**Your assignment:** In the listing below, locate the line that contains "Target: green grass pitch" and the line that contains "Target: spectator". Restate word for word those two lines and every line between them, and nothing else.

(The data begins)

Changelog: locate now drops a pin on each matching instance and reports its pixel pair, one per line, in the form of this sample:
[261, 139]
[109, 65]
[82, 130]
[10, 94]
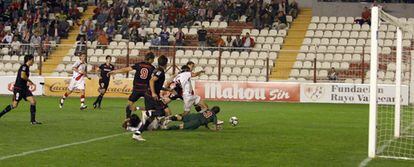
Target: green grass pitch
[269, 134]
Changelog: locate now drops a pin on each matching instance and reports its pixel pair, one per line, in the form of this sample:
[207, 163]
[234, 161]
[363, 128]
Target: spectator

(The data ends)
(The data begins)

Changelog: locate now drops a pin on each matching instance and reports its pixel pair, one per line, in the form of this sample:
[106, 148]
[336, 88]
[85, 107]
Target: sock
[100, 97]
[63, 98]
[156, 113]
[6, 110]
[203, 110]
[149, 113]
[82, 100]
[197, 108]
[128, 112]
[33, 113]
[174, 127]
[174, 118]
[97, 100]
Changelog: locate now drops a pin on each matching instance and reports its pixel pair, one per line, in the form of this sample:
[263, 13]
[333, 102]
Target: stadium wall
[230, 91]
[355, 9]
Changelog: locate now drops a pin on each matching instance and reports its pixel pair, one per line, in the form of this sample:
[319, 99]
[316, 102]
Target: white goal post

(The data ends)

**Solution below:**
Target: green grass pitch
[269, 134]
Changelog: locate now drops a pin on each matching instance and reports its pixel pair, one per line, in the form of this sample:
[207, 163]
[234, 161]
[363, 128]
Target: spectator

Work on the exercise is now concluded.